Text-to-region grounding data
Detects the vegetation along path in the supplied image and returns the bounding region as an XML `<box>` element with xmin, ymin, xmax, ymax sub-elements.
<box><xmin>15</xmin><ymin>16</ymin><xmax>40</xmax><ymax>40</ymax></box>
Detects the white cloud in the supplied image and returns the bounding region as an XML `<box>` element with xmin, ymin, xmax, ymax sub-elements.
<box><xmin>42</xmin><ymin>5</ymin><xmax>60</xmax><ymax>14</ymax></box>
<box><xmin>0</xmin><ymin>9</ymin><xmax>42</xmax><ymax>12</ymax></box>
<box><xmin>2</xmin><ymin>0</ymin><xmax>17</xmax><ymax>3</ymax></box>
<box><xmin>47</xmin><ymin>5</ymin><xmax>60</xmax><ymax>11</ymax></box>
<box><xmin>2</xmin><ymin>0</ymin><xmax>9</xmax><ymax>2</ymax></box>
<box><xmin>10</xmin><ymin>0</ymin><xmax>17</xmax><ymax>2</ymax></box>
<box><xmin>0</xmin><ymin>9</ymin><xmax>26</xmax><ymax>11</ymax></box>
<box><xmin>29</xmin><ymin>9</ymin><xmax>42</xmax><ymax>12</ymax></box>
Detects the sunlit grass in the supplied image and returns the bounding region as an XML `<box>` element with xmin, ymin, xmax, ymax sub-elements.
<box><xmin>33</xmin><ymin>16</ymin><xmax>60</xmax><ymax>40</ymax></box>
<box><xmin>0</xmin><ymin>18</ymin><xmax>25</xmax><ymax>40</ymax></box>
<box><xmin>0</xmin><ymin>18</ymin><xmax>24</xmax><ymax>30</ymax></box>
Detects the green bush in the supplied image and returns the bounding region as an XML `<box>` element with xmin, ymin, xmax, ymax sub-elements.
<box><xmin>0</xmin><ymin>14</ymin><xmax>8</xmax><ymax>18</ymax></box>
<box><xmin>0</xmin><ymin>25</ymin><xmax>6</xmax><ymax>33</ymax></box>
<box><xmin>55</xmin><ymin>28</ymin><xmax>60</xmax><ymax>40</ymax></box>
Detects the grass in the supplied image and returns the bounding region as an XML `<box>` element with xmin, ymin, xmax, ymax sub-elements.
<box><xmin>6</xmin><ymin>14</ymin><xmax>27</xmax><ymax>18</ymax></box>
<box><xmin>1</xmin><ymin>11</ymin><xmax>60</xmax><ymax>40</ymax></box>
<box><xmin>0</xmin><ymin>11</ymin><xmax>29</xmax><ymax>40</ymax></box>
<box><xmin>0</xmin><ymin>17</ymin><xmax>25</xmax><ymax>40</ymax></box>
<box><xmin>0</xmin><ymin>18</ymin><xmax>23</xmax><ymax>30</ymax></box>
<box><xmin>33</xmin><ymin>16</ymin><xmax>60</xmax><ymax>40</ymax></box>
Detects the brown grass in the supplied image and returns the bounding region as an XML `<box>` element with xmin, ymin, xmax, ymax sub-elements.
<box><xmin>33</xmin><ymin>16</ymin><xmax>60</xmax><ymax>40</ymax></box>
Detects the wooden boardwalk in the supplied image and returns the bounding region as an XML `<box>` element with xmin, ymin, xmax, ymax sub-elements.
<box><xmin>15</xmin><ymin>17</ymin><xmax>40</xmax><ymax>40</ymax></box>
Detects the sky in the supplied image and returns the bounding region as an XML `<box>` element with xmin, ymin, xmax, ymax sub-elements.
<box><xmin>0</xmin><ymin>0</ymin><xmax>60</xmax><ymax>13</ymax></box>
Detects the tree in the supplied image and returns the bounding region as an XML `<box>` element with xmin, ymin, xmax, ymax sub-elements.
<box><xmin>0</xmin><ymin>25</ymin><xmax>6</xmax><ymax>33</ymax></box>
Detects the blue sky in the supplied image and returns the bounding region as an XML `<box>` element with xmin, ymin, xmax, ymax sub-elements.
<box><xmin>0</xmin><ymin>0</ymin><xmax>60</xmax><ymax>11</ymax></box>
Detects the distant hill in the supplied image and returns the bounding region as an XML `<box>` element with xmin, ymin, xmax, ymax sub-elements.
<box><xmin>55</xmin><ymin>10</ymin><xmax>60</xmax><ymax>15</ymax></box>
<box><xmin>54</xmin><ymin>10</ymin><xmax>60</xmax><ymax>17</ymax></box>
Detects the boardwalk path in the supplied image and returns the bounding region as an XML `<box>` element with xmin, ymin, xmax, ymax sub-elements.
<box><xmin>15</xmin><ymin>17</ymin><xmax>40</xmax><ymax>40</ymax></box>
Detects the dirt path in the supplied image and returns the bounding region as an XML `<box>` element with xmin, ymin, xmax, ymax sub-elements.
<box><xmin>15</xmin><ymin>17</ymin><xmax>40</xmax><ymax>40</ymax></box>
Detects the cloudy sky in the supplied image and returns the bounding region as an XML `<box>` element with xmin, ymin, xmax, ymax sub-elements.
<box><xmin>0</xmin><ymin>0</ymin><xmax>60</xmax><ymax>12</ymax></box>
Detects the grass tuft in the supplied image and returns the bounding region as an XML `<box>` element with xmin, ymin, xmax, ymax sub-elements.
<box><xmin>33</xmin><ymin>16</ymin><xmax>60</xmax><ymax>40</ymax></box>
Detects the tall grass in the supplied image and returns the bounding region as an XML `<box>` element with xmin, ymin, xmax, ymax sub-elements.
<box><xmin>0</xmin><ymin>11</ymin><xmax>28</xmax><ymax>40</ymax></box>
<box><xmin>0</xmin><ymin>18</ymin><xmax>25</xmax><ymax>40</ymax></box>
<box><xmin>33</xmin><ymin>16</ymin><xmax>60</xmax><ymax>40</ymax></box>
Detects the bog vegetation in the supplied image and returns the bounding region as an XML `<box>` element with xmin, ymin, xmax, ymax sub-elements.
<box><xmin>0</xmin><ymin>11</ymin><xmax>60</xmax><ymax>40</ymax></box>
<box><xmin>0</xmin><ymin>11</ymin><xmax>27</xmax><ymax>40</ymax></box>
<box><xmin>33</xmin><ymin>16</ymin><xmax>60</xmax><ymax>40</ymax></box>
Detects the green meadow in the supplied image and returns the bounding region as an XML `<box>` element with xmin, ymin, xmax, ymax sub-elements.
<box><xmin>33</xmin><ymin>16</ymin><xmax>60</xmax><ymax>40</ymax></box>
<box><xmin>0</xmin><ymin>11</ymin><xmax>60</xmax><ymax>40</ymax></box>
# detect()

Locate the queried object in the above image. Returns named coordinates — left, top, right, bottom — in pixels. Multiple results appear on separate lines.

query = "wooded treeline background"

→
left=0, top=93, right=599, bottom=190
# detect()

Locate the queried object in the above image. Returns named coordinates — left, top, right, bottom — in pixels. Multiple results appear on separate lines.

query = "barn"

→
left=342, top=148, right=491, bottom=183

Required action
Which lines above carry the string "query"? Copy those lines.

Your solution
query = "wooded treeline background"
query = "barn"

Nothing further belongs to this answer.